RECORDS FOR THE TASK:
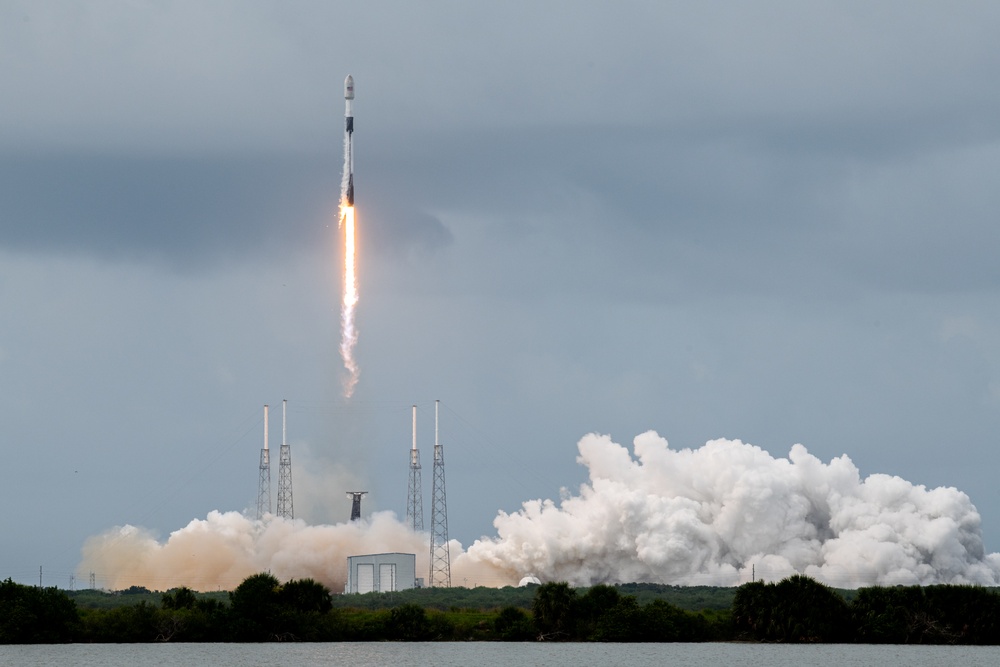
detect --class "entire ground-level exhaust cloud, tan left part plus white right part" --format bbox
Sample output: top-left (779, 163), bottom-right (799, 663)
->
top-left (79, 432), bottom-right (1000, 592)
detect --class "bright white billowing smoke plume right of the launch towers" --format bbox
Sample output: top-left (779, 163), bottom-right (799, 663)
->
top-left (465, 432), bottom-right (1000, 588)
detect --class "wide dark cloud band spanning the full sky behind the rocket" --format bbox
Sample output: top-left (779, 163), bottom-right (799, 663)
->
top-left (7, 88), bottom-right (1000, 296)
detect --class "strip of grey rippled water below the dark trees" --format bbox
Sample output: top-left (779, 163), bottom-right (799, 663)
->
top-left (0, 642), bottom-right (1000, 667)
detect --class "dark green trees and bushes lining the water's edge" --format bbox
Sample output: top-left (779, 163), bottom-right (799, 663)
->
top-left (0, 573), bottom-right (1000, 644)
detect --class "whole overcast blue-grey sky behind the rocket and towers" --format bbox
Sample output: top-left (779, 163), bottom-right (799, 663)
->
top-left (0, 0), bottom-right (1000, 587)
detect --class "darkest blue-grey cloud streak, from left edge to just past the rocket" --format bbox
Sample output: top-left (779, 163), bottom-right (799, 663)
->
top-left (0, 155), bottom-right (448, 267)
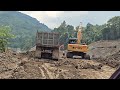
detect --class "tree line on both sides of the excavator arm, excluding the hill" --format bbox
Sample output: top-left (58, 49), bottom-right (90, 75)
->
top-left (53, 16), bottom-right (120, 47)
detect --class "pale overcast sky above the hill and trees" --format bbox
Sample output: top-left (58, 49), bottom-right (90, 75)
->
top-left (20, 11), bottom-right (120, 29)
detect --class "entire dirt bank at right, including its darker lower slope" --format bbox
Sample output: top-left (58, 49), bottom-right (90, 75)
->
top-left (88, 40), bottom-right (120, 68)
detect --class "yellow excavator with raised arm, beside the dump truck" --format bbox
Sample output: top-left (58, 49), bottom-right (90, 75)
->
top-left (66, 22), bottom-right (90, 60)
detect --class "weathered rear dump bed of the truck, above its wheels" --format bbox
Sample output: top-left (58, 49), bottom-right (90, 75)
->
top-left (36, 32), bottom-right (60, 47)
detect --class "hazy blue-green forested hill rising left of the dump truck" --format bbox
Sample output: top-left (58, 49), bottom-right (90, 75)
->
top-left (0, 11), bottom-right (51, 49)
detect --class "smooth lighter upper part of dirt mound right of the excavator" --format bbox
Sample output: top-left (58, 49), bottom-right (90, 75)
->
top-left (88, 40), bottom-right (120, 58)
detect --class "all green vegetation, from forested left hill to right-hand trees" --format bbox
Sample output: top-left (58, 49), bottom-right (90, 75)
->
top-left (0, 11), bottom-right (120, 51)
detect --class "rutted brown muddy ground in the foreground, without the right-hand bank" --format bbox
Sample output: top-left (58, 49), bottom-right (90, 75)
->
top-left (0, 52), bottom-right (116, 79)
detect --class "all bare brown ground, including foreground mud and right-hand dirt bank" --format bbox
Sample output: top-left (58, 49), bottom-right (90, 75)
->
top-left (0, 40), bottom-right (120, 79)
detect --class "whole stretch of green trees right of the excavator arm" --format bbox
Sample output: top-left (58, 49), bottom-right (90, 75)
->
top-left (83, 16), bottom-right (120, 44)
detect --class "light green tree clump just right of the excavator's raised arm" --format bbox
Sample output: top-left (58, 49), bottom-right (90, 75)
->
top-left (82, 23), bottom-right (104, 44)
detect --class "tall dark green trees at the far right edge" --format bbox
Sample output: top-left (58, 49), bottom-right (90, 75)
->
top-left (102, 16), bottom-right (120, 40)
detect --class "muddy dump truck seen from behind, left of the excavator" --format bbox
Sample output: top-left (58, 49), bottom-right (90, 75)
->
top-left (35, 32), bottom-right (60, 60)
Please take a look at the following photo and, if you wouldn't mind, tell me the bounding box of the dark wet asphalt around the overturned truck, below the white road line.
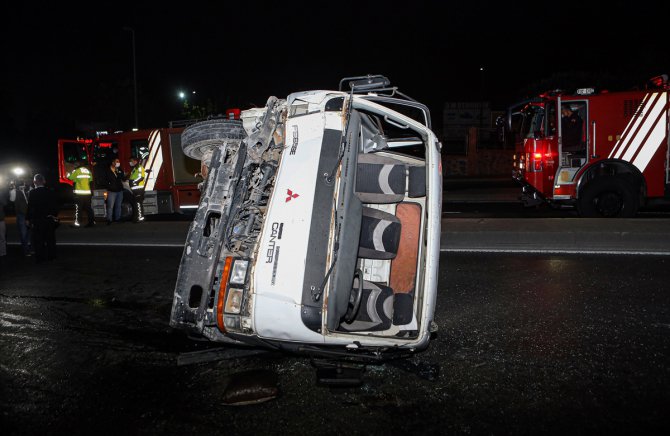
[0,247,670,435]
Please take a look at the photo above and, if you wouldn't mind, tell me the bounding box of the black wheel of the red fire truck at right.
[577,177,639,218]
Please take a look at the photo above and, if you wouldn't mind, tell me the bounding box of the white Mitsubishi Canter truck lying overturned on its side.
[170,76,442,361]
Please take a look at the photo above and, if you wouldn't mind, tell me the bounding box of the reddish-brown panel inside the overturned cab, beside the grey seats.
[390,203,421,294]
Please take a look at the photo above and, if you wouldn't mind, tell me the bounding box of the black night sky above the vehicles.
[0,0,670,174]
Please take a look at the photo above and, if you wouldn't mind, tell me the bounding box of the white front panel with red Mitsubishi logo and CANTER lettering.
[253,112,325,340]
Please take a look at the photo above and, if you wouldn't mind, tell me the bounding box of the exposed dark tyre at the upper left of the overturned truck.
[181,119,247,160]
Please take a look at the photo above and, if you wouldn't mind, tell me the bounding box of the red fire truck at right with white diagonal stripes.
[506,75,670,217]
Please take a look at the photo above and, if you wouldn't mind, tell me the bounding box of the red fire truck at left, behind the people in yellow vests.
[58,127,202,219]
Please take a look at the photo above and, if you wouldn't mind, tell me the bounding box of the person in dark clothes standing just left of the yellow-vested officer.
[26,174,58,263]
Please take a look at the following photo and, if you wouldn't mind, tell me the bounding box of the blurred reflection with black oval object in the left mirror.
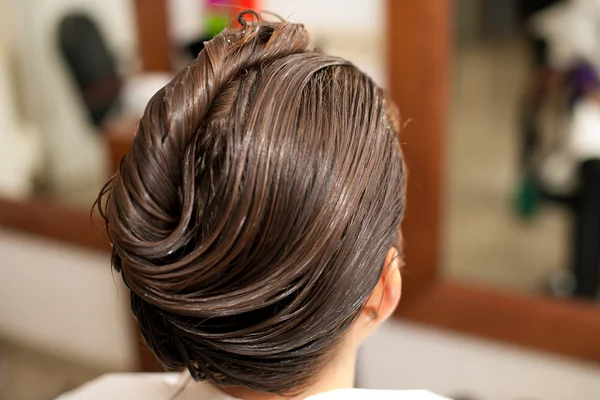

TASK OBJECTIVE: Leaving out the pictures, print every record exactly as written.

RESPONSE TO THIS TASK:
detect --class "entire ground-level exhaust cloud, tan left part plus white right part" --format bbox
Sample output: top-left (779, 163), bottom-right (799, 663)
->
top-left (79, 432), bottom-right (1000, 592)
detect --class "bright white billowing smoke plume right of the launch towers" --format bbox
Sample output: top-left (779, 163), bottom-right (799, 663)
->
top-left (465, 432), bottom-right (1000, 588)
detect --class "wide dark cloud band spanning the full sky behind the rocket" --format bbox
Sample output: top-left (779, 163), bottom-right (799, 663)
->
top-left (7, 88), bottom-right (1000, 296)
detect --class "strip of grey rippled water below the dark trees" --format bbox
Sample output: top-left (779, 163), bottom-right (799, 663)
->
top-left (0, 642), bottom-right (1000, 667)
detect --class "dark green trees and bushes lining the water's edge" --format bbox
Sample output: top-left (779, 163), bottom-right (799, 663)
->
top-left (0, 573), bottom-right (1000, 644)
detect --class "whole overcast blue-grey sky behind the rocket and towers" --format bbox
Sample output: top-left (779, 163), bottom-right (799, 663)
->
top-left (0, 0), bottom-right (1000, 587)
detect --class "darkest blue-grey cloud streak, from left edge to just past the rocket" --format bbox
Sample output: top-left (779, 163), bottom-right (799, 663)
->
top-left (0, 155), bottom-right (448, 267)
detect --class "tree line on both sides of the excavator arm, excluding the hill" --format bbox
Sample output: top-left (58, 49), bottom-right (90, 75)
->
top-left (53, 16), bottom-right (120, 47)
detect --class "pale overcast sky above the hill and trees" --format bbox
Sample output: top-left (58, 49), bottom-right (90, 75)
->
top-left (20, 11), bottom-right (120, 29)
detect --class "entire dirt bank at right, including its darker lower slope" --format bbox
Sample output: top-left (58, 49), bottom-right (90, 75)
->
top-left (88, 40), bottom-right (120, 68)
detect --class "yellow excavator with raised arm, beside the dump truck" --format bbox
Sample output: top-left (58, 49), bottom-right (90, 75)
->
top-left (66, 22), bottom-right (90, 60)
detect --class "weathered rear dump bed of the truck, above its wheels" --format bbox
Sample output: top-left (58, 49), bottom-right (90, 75)
->
top-left (36, 32), bottom-right (60, 47)
detect --class "hazy blue-green forested hill rising left of the dump truck" --format bbox
Sample output: top-left (58, 49), bottom-right (90, 75)
->
top-left (0, 11), bottom-right (51, 49)
detect --class "smooth lighter upper part of dirt mound right of the excavator" --format bbox
Sample output: top-left (58, 49), bottom-right (90, 75)
->
top-left (88, 40), bottom-right (120, 58)
detect --class "all green vegetation, from forested left hill to right-hand trees" --format bbox
Sample output: top-left (58, 49), bottom-right (90, 75)
->
top-left (0, 11), bottom-right (120, 51)
detect --class "rutted brown muddy ground in the foreground, without the right-hand bank" --format bbox
Sample output: top-left (58, 49), bottom-right (90, 75)
->
top-left (0, 52), bottom-right (116, 79)
detect --class "all bare brown ground, including foreground mud and right-hand dirt bank" --format bbox
Sample output: top-left (58, 49), bottom-right (90, 75)
->
top-left (0, 40), bottom-right (120, 79)
detect --class "whole stretch of green trees right of the excavator arm" --format bbox
Sample output: top-left (58, 49), bottom-right (90, 75)
->
top-left (83, 16), bottom-right (120, 44)
detect --class "light green tree clump just right of the excavator's raised arm" --format bbox
Sample output: top-left (58, 49), bottom-right (90, 75)
->
top-left (82, 23), bottom-right (104, 44)
detect --class "tall dark green trees at the far right edge" --format bbox
Sample output: top-left (58, 49), bottom-right (90, 75)
->
top-left (102, 16), bottom-right (120, 40)
detect --class "muddy dump truck seen from behind, left of the excavator" --format bbox
Sample output: top-left (58, 49), bottom-right (90, 75)
->
top-left (35, 32), bottom-right (60, 60)
Please take a look at the following photo and, if you wouldn't mind, tell me the bounding box of the dark wet asphalt around the overturned truck, below the white road line.
[0,247,670,435]
Please take a look at the photo above and, if you wouldn't mind, tell me the bounding box of the black wheel of the red fire truck at right.
[577,177,639,218]
Please take a look at the photo above and, if you wouldn't mind, tell me the bounding box of the white Mitsubishi Canter truck lying overturned on its side.
[170,76,442,361]
Please take a look at the photo above and, if you wouldn't mind, tell me the bounding box of the reddish-brown panel inside the overturned cab, beside the grey seats.
[390,203,421,294]
Please take a look at the photo above and, if you wouldn't mind, tell me the bounding box of the black night sky above the vehicles.
[0,0,670,174]
Please take a look at the photo above and, if you wouldn't mind, tell me the bounding box of the white front panel with red Mitsubishi logo and CANTER lettering.
[253,112,325,340]
Please take a look at the photo above and, if you wouldn't mind, tell me the bounding box of the exposed dark tyre at the upper left of the overturned truck.
[181,119,247,160]
Please take a look at the photo above and, if you wouldn't mind, tell me the bounding box of the red fire truck at right with white diagonal stripes.
[506,75,670,217]
Please take a look at the photo above and, if you wouldn't mind, tell me the bounding box of the red fire truck at left, behind the people in yellow vests.
[58,127,202,219]
Please take a look at the photo above and, if you wouldn't mind, tell me the bounding box of the person in dark clothes standing just left of the yellow-vested officer.
[26,174,58,263]
Please take a look at the following photo and, if you wouldn't mind, tell me the bounding box of the blurred reflection with black oval object in the left mirror.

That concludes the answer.